### WORK REQUIRED
Gather every line in the rows below that contains the word "stadium", matching case exactly, and copy each one out.

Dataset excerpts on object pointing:
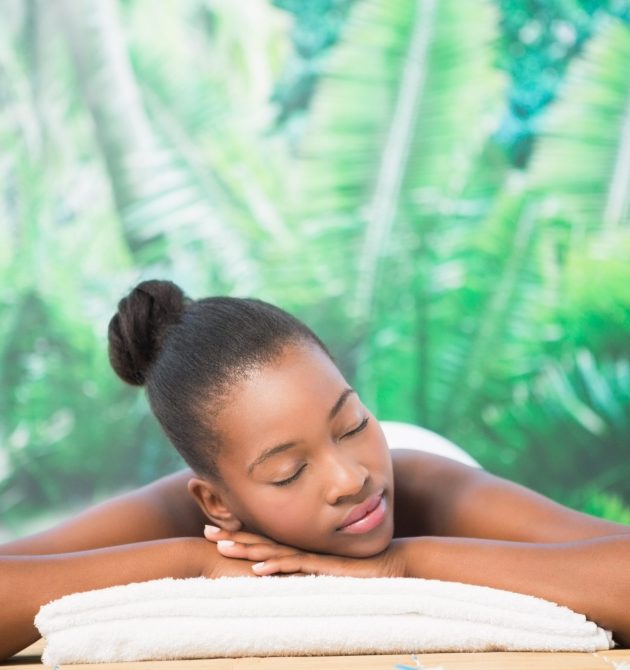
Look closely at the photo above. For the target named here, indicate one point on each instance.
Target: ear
(211, 500)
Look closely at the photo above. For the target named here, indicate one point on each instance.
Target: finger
(308, 564)
(214, 534)
(253, 552)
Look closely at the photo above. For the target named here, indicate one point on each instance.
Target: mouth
(366, 516)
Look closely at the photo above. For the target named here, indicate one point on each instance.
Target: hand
(280, 559)
(250, 546)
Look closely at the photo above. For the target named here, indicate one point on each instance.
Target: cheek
(286, 518)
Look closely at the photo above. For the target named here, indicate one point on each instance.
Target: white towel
(300, 616)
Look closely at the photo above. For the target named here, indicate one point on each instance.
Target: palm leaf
(403, 109)
(583, 161)
(156, 190)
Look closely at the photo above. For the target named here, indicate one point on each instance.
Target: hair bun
(137, 330)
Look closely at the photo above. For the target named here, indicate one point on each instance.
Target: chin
(364, 546)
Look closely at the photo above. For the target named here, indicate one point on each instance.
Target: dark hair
(189, 352)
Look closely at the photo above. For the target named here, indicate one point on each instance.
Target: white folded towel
(300, 616)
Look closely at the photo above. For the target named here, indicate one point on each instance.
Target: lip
(363, 511)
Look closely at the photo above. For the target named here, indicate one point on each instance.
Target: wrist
(409, 554)
(194, 554)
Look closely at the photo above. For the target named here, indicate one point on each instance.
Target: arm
(439, 496)
(28, 582)
(159, 510)
(589, 576)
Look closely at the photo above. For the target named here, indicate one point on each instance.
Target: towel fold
(298, 616)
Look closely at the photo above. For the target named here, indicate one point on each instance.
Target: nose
(346, 478)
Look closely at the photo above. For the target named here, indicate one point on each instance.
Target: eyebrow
(278, 449)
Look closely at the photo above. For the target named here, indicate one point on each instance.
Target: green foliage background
(441, 189)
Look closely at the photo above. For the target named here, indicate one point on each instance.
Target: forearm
(589, 576)
(28, 582)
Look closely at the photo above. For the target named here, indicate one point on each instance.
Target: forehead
(276, 399)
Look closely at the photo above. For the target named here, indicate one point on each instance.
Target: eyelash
(358, 429)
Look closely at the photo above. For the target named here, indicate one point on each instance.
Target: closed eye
(285, 482)
(359, 428)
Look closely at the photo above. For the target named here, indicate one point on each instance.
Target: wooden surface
(29, 659)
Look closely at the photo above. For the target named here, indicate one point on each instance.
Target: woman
(292, 475)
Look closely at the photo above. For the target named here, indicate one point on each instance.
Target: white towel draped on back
(314, 615)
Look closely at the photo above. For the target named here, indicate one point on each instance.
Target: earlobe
(212, 504)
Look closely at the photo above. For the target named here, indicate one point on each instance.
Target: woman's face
(303, 457)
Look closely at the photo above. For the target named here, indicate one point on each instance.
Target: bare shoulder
(435, 495)
(161, 509)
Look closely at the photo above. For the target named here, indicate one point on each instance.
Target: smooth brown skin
(449, 521)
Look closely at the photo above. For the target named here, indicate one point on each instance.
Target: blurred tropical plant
(486, 302)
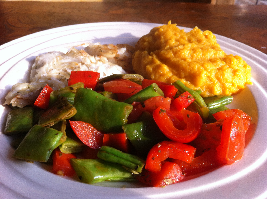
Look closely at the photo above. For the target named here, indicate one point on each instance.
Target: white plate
(244, 179)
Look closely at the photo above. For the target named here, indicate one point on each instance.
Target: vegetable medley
(127, 128)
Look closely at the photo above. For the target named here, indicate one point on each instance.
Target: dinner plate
(244, 179)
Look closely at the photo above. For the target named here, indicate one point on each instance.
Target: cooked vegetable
(38, 144)
(19, 120)
(87, 134)
(61, 163)
(199, 101)
(130, 161)
(117, 140)
(234, 128)
(95, 170)
(67, 92)
(193, 122)
(144, 134)
(218, 102)
(42, 100)
(168, 149)
(201, 164)
(71, 146)
(60, 110)
(122, 131)
(168, 90)
(183, 101)
(151, 91)
(105, 114)
(170, 173)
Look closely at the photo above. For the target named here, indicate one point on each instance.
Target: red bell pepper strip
(137, 111)
(230, 113)
(154, 102)
(89, 78)
(61, 163)
(87, 134)
(233, 137)
(203, 163)
(118, 141)
(42, 100)
(232, 143)
(170, 174)
(209, 137)
(183, 101)
(168, 90)
(168, 149)
(192, 120)
(122, 86)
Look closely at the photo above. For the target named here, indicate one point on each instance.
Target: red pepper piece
(61, 163)
(168, 149)
(118, 141)
(168, 90)
(42, 100)
(89, 78)
(183, 101)
(137, 111)
(232, 143)
(209, 137)
(233, 138)
(87, 134)
(204, 163)
(230, 113)
(170, 174)
(154, 102)
(192, 120)
(122, 86)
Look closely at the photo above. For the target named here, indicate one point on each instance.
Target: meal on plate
(155, 114)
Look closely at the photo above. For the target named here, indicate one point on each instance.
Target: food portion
(54, 68)
(168, 54)
(95, 120)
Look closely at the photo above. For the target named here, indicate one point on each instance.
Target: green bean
(199, 101)
(222, 101)
(130, 161)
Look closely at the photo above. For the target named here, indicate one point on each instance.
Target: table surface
(243, 23)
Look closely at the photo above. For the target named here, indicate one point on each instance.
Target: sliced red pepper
(118, 141)
(183, 101)
(87, 134)
(168, 149)
(89, 153)
(42, 100)
(137, 111)
(61, 163)
(230, 113)
(233, 139)
(170, 174)
(168, 90)
(232, 143)
(192, 120)
(204, 163)
(154, 102)
(122, 86)
(209, 137)
(89, 78)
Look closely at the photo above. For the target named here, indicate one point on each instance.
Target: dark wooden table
(246, 24)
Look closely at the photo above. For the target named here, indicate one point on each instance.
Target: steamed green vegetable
(104, 114)
(95, 170)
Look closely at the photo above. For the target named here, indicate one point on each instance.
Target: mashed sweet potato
(168, 53)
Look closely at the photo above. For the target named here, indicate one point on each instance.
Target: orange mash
(167, 54)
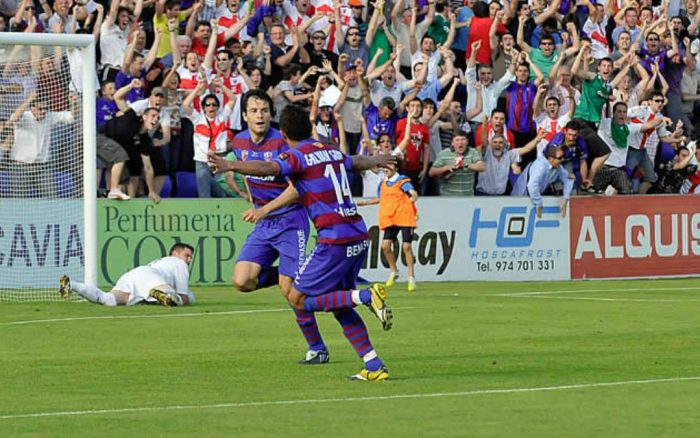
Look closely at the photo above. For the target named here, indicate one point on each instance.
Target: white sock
(355, 296)
(93, 294)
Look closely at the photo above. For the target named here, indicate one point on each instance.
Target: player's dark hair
(210, 97)
(550, 23)
(656, 93)
(547, 37)
(619, 104)
(387, 102)
(551, 151)
(429, 102)
(201, 23)
(500, 110)
(481, 9)
(554, 98)
(415, 99)
(123, 9)
(461, 133)
(258, 94)
(290, 70)
(574, 124)
(294, 123)
(179, 247)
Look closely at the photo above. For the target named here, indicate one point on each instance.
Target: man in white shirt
(499, 161)
(114, 36)
(644, 143)
(490, 90)
(210, 133)
(406, 28)
(32, 140)
(164, 281)
(617, 134)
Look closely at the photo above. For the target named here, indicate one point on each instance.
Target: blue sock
(365, 296)
(355, 332)
(268, 277)
(307, 324)
(336, 300)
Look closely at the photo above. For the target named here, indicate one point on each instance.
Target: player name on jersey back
(324, 156)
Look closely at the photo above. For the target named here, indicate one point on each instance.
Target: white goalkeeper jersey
(174, 271)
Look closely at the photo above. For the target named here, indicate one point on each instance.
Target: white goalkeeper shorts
(138, 282)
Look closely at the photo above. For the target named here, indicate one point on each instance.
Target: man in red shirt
(417, 152)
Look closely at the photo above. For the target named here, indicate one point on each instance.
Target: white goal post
(48, 187)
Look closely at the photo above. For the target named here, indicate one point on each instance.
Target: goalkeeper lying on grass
(164, 281)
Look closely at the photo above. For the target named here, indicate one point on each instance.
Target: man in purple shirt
(327, 280)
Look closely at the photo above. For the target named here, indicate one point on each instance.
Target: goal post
(48, 187)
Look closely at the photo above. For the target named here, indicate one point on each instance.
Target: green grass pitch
(568, 359)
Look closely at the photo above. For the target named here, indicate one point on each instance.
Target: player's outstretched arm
(285, 198)
(254, 168)
(363, 162)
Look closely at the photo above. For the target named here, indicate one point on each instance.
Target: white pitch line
(573, 291)
(348, 399)
(171, 315)
(164, 315)
(633, 300)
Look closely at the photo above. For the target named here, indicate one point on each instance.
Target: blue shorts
(331, 267)
(282, 237)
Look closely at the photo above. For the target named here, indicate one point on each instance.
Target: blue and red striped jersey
(320, 176)
(264, 189)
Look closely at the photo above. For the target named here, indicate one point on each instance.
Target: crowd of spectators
(470, 93)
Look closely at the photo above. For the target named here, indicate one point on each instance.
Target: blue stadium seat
(4, 184)
(65, 188)
(186, 184)
(167, 189)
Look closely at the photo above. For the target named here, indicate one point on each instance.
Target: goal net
(47, 164)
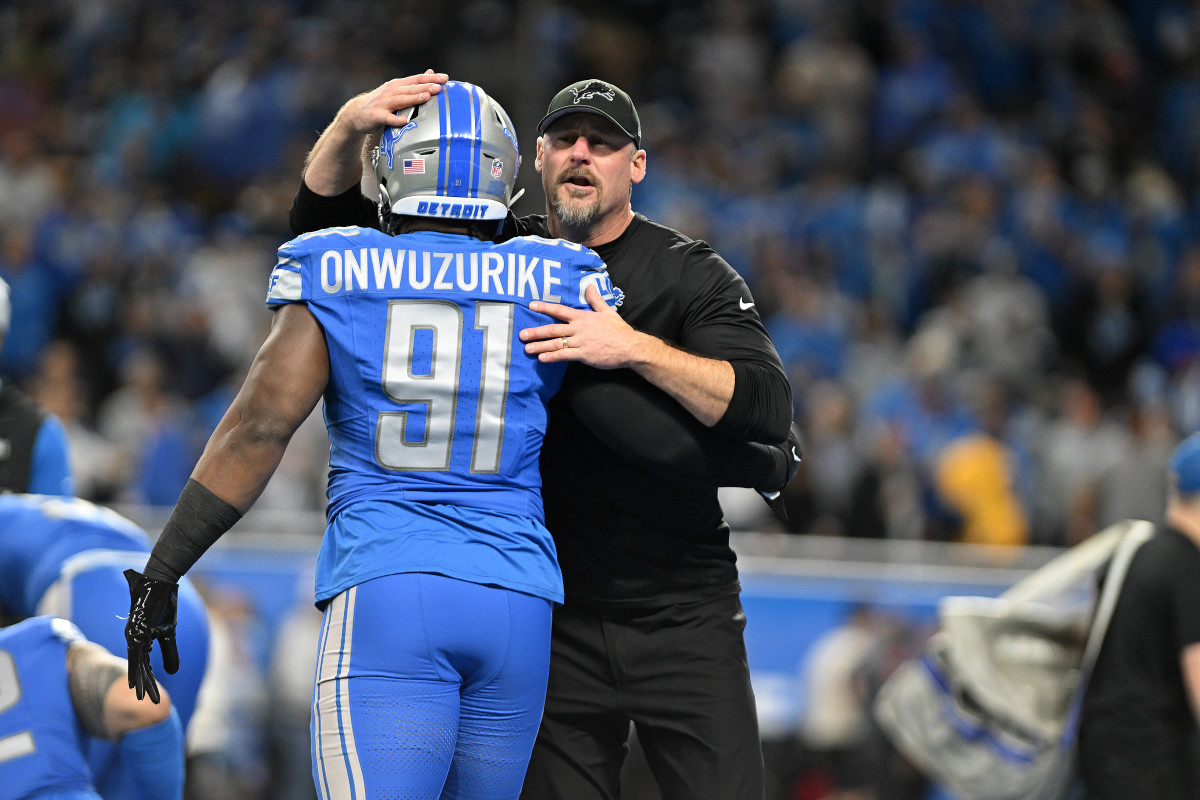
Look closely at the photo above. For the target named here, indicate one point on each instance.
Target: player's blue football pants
(429, 687)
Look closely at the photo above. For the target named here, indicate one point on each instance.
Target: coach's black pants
(679, 674)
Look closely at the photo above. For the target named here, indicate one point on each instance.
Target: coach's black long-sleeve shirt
(628, 537)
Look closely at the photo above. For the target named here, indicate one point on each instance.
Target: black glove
(153, 608)
(789, 464)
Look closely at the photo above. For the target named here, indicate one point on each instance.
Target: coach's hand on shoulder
(787, 457)
(153, 609)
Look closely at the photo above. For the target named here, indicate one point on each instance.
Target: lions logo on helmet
(457, 157)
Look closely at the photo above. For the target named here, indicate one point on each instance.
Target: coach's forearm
(701, 385)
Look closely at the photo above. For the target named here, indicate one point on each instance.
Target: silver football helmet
(456, 158)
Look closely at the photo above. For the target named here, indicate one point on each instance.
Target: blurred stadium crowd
(972, 227)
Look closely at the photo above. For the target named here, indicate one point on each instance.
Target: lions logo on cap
(594, 89)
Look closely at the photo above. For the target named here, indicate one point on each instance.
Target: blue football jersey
(40, 533)
(41, 739)
(431, 397)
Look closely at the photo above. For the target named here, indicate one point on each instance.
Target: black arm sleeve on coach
(648, 427)
(761, 407)
(311, 211)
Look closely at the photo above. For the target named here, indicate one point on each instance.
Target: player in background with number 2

### EXPECTED OUTPUT
Target: blue stadium seat
Target: blurred stadium crowd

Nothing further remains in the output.